- Work order -
Each record should be written out exactly as it stands.

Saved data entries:
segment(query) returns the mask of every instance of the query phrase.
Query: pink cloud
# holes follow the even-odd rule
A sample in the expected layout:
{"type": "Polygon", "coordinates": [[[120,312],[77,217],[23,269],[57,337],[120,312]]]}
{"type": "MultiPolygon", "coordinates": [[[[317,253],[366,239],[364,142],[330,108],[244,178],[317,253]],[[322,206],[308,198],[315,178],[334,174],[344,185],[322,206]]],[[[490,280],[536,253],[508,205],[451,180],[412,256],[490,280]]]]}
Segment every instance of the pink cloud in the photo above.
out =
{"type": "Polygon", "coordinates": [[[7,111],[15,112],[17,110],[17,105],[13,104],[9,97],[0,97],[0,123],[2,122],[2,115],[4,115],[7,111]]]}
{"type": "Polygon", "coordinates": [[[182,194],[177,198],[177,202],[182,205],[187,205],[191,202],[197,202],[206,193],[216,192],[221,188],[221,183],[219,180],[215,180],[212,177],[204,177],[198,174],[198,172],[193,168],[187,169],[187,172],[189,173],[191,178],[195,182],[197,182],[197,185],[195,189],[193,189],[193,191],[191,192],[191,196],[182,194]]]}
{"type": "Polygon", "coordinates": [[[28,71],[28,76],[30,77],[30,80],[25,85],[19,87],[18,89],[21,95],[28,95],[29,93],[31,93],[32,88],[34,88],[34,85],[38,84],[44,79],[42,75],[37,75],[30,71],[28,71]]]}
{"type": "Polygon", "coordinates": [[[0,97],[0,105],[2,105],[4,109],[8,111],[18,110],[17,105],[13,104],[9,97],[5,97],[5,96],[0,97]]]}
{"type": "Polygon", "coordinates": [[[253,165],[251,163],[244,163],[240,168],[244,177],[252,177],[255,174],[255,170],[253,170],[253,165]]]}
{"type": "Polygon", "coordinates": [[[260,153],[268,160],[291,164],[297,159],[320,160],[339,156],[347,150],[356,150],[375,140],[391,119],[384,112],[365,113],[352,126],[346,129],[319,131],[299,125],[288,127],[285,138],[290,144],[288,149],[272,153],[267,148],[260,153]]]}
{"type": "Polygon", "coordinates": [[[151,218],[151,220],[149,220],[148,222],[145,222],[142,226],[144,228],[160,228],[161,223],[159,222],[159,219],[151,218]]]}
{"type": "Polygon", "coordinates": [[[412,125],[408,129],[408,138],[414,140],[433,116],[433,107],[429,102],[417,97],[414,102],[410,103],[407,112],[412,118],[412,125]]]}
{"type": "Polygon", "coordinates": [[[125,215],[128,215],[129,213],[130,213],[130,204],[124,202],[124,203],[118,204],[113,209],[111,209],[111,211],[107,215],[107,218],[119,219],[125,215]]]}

- Solved exercise -
segment(query) returns the mask of every instance of the query phrase.
Query: pink cloud
# holes follow the even-odd rule
A sample in the expected layout:
{"type": "Polygon", "coordinates": [[[120,312],[77,217],[23,269],[57,337],[120,312]]]}
{"type": "MultiPolygon", "coordinates": [[[[317,253],[366,239],[364,142],[330,108],[244,178],[317,253]],[[322,206],[308,198],[315,178],[334,174],[344,185],[322,206]]],[[[490,280],[536,253],[508,205],[451,180],[412,256],[490,280]]]]}
Segment every instance of the pink cloud in the photo above.
out =
{"type": "Polygon", "coordinates": [[[7,111],[15,112],[17,110],[17,105],[13,104],[9,97],[0,97],[0,123],[2,122],[2,115],[4,115],[7,111]]]}
{"type": "Polygon", "coordinates": [[[182,194],[177,198],[177,202],[182,205],[187,205],[191,202],[197,202],[206,193],[216,192],[221,188],[221,183],[219,180],[215,180],[212,177],[204,177],[198,174],[198,172],[193,168],[187,169],[187,172],[189,173],[191,178],[195,182],[197,182],[197,185],[195,189],[193,189],[193,191],[191,192],[191,196],[182,194]]]}
{"type": "Polygon", "coordinates": [[[28,71],[28,76],[30,77],[30,80],[25,85],[19,87],[18,89],[21,95],[28,95],[29,93],[31,93],[32,88],[34,88],[34,85],[38,84],[44,79],[42,75],[37,75],[30,71],[28,71]]]}
{"type": "Polygon", "coordinates": [[[0,97],[0,105],[2,105],[4,109],[8,111],[18,110],[17,105],[13,104],[9,97],[5,97],[5,96],[0,97]]]}
{"type": "Polygon", "coordinates": [[[253,165],[251,163],[244,163],[240,168],[244,177],[252,177],[255,174],[255,170],[253,170],[253,165]]]}
{"type": "Polygon", "coordinates": [[[260,153],[268,160],[291,164],[297,159],[320,160],[339,156],[347,150],[356,150],[375,140],[391,119],[384,112],[365,113],[352,126],[346,129],[319,131],[299,125],[288,127],[285,138],[290,144],[288,149],[272,153],[267,148],[260,153]]]}
{"type": "Polygon", "coordinates": [[[151,218],[151,220],[149,220],[148,222],[145,222],[142,226],[144,228],[160,228],[161,223],[159,222],[159,219],[151,218]]]}
{"type": "Polygon", "coordinates": [[[412,125],[408,129],[408,138],[414,140],[433,116],[433,107],[429,102],[417,97],[414,102],[410,103],[407,112],[412,118],[412,125]]]}
{"type": "Polygon", "coordinates": [[[125,215],[128,215],[129,213],[130,213],[130,204],[124,202],[124,203],[118,204],[113,209],[111,209],[111,211],[107,215],[107,218],[119,219],[125,215]]]}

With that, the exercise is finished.